** Excerpt **
Women in Protest: Gender and Social Movements in East Asia

Title: 1185 | Women in Protest: Gender and Social Movements in East Asia
Area: Northeast Asia
Stream: Sociology
Presentation Type: Panel Presentation
Panelists:
Yuen Shan Lai, Lingnan University, Hong Kong (organizer, chair)
Susanne Choi, Chinese University of Hong Kong, Hong Kong (presenter)
Chang-Ling Huang, National Taiwan University, Taiwan (presenter)
Pin Lü, University at Albany, State University of New York, United States (presenter)

Abstract:

The past two decades have witnessed many major social movements in Asia. Women participated actively in these movements. In spite of this, their roles have not been fully acknowledged. The gender dimension of social movements is often overlooked by the existing scholarship of social activism in contemporary Asia. This panel explores the intersection of gender and social movement by connecting the experiences of women activists in East Asian countries.  It aims to illustrate how gender shapes and is being shaped by non-institutional political participation. The presenters draw on social movements including the MeToo movements in Japan and South Korea, the Ciongzo in Taiwan, the feminist movement in China, and the recent Anti-extradition Law Movement in Hong Kong, to exemplify how women activists actively utilize their gender identities and transgress stereotypical gender boundaries to achieve their political agenda. It shows that gender, as an identity and a social system, may simultaneously constrain and empower women to participate in social movements, whether they are protesting at the front line or advocating through grassroots organizations. It also reveals the ongoing tension between feminist ideologies and the patriarchal culture entrenched in the mainstream social movements, and illustrates the means deployed by the women activists to reconcile these ideological and strategic conflicts.



Panel Abstracts:
Gender and Leaderless Protest: Mothers and Female Fighters in Hong Kong's 2019 Pro-Democracy Movement
In the summer of 2019, Hong Kong’s mass movement against a bill that would allow the extradition of criminal suspects to China has morphed into a pro-democracy movement. It has also become China’s biggest political crisis since the 1989 Tiananmen Square student protest.  Unlike many social movements, this movement is leaderless. This is extraordinary when we consider its scale of involving more than two million people, its intensity of encompassing citizens from secondary school students to retired elderly, and its geographical reach to Hong Kong’s diaspora in most major Western cities.  This movement is extraordinary also because women have participated in nearly equal numbers as men. In this paper, I examine how this leaderless pro-democracy movement has provided women with distinct opportunities to overcome traditional barriers to participate, to gain a central place, and to be seen in social movements.  I also examine how state intensification of repression and the militarism of protest tactics gradually inhibited women’s participation.

** Dataset excerpt **
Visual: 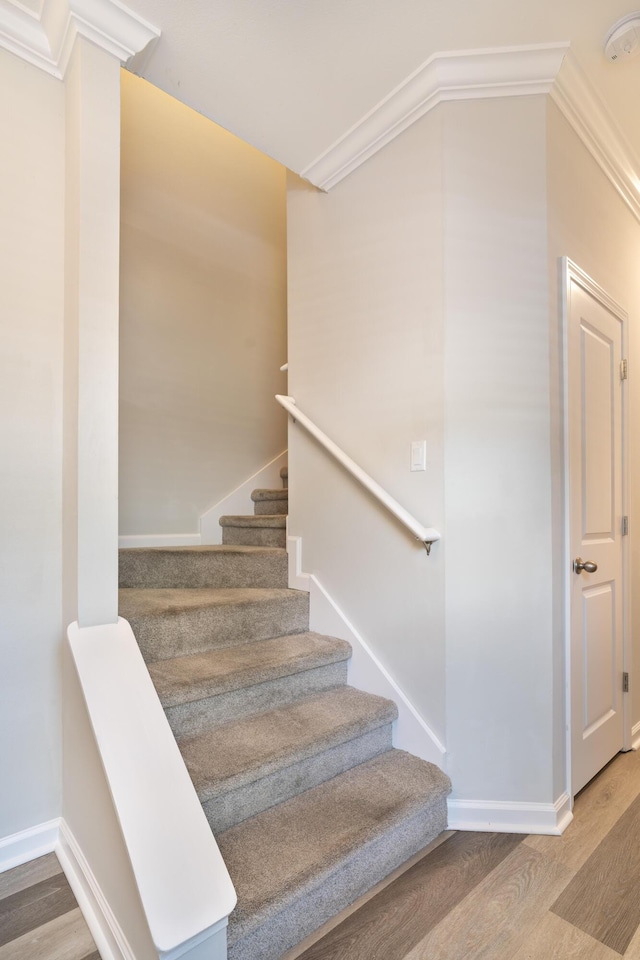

** The task **
Continue the conference panel text on women in East Asian protest movements, picking up after its final sentence.

** Task result **
The Changing Ciongzo: Young Female Protesters in Taiwan in the 2010s
Social protests are usually gendered, in its internal division of labor and in protest scenes. When protesters confront the state, and when state violence took place, gender differences exist in kind and in degree. Male protesters are physically more confrontational against the police and more punished by state violence. Taiwan is no different until the 2010s, when some highly educated young female protesters appeared at the front lines of the social protests and were no less physically confrontational, if not more, than their male counterparts against the police. These female protesters became part of the ciongzo, loosely translated as “the rushing team”, a Taiwanese expression referring to the small number of protesters who confront the police without reservation, usually at the front line, at the protests. Ciongzo was a term emerged in social protests in the late 1980s and early 1990s when Taiwan was democratizing. Those who were ciongzo at that time were usually less educated middle-aged men. How such a role twenty years later was played or joined by a very different social group—highly educated young women—is the topic this paper aims to explore. Based on the research of the lineage of the term ciongzo and interviews of protesters of the 1990s and 2010s, this paper illustrates how the nature of state violence and social protests and the relation between them have changed along the path of Taiwan’s democratization.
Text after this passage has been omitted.